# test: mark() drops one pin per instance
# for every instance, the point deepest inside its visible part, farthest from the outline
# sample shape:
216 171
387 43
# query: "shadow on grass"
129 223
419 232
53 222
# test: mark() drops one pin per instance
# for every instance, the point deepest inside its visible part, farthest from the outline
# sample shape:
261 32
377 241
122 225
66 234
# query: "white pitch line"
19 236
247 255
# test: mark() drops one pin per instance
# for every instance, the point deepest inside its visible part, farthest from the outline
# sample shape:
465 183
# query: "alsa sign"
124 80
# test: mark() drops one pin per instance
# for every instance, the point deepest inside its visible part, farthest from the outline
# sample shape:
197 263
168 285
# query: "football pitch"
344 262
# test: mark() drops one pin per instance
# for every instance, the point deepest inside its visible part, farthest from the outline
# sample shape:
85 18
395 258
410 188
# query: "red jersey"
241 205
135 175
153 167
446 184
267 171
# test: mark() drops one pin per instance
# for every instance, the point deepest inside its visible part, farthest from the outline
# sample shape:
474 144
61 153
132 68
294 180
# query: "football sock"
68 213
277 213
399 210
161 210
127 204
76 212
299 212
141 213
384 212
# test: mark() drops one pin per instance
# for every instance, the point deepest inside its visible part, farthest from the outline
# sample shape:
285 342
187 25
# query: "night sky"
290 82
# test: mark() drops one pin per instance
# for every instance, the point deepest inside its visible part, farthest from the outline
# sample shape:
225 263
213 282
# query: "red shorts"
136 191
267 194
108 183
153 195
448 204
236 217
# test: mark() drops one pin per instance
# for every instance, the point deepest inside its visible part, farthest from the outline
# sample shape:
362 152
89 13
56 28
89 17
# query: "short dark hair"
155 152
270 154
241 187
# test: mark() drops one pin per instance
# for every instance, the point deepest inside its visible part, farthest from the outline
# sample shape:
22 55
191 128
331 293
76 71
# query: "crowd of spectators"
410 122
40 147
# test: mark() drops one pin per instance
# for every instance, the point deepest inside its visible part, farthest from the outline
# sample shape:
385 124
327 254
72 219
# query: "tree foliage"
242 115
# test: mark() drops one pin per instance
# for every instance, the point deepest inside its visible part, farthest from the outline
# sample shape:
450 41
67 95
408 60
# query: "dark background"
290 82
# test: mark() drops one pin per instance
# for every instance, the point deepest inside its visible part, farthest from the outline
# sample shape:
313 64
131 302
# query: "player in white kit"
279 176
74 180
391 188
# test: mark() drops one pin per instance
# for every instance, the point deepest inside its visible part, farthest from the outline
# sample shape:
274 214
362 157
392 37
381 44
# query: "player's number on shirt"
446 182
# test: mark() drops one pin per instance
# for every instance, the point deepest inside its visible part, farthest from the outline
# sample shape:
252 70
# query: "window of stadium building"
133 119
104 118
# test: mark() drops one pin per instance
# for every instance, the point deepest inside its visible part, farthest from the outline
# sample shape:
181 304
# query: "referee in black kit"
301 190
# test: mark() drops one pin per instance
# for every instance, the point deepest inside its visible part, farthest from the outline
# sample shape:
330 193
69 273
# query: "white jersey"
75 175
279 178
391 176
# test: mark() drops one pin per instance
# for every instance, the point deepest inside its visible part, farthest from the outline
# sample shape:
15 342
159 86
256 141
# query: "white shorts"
···
### WHAT THIS TASK INVOLVES
For every record above, print an exact copy.

### TASK RESULT
# test: mark() drops one pin per instance
# for every instance, the point deepest inside its visible part, farthest from the outline
# sample shape:
216 171
387 43
# query: "shadow on grass"
129 223
419 232
53 222
# test: mark() drops one pin per instance
# for every instance, the point deepest inside its visible part, farthest from the outline
# sample shape:
261 32
377 241
122 225
66 234
# query: "white pitch line"
19 236
247 255
# test: mark() drops one pin per instance
# for every instance, the point deepest inside its visible part, farthest from the outline
# sample shape:
465 183
# query: "alsa sign"
124 80
# test: mark() drops one pin per instance
# for every instance, the point deepest inside its visible part, farthest from the outline
# sample shape:
197 263
168 285
# query: "football pitch"
344 262
# test: mark() drops one pin per instance
# for every instance, the point deepest inside its visible part, farthest from the outline
# sample shape:
85 18
395 258
410 188
# query: "red jersey"
241 205
135 175
153 167
446 184
267 171
# test: mark() drops one pin per instance
# for every instance, the point deepest inside its visible part, farthest from the outline
# sample shape:
474 144
61 153
132 68
294 180
# query: "football sock"
68 213
277 213
399 210
161 210
127 204
76 212
299 212
141 213
384 212
# test: mark() drops one pin per instance
# for every instance, the point deepest inside its visible part, farthest from the outline
# sample shape:
285 342
187 25
# query: "night sky"
290 82
# test: mark() drops one pin per instance
# for every instance, the point deepest inside its visible part, farthest from the outline
# sample shape:
225 263
213 282
# query: "red shorts"
136 191
267 194
108 183
153 195
448 204
236 217
# test: mark() drops one pin per instance
# for every instance, the point deepest inside its visible part, farthest from the outline
# sample shape:
362 152
89 13
56 28
89 17
# query: "short dark hair"
155 152
270 154
241 187
# test: mark() drops one pin per instance
# for every instance, the point deepest inside its visible part, farthest from the outline
# sample shape:
22 55
191 128
331 293
76 71
# query: "crowd of spectators"
410 122
40 147
# test: mark() drops one pin per instance
# for every instance, the point deepest inside its visible part, farthest from the outline
# sample shape:
385 124
327 254
72 219
# query: "tree foliage"
242 115
# test: mark() drops one pin per instance
# for every instance, the point deepest inside its visible part, farthest from the outline
# sample shape:
450 41
67 95
408 60
# query: "dark background"
290 82
# test: mark() drops one pin per instance
# for every instance, the point deepest inside its visible part, farthest from the outline
# sample shape:
313 64
131 302
# query: "player in white kit"
279 176
74 180
391 188
# test: mark() drops one pin per instance
# for every instance, the point deepest inside its visible part, farthest from the outline
# sample shape:
274 214
362 157
392 37
381 44
# query: "player's number on shirt"
446 182
# test: mark() drops one pin per instance
# for every instance, the point deepest inside its visible part, farthest from the outline
# sample shape:
252 70
# query: "window of stadium building"
133 119
104 118
# test: mark() drops one pin per instance
# for every instance, the point deepest inside its visible part, farthest from the outline
# sample shape:
181 304
# query: "referee in black kit"
301 190
# test: mark() drops one pin per instance
# for every instance, the point deepest inside its visible part, farthest from the outline
# sample shape:
330 193
69 273
# query: "white jersey"
75 175
279 178
391 176
# test: mark() drops one pin per instance
# for every instance, the point deepest inside its visible part, farthest from the outline
# sample shape:
15 342
159 86
256 141
# query: "white shorts"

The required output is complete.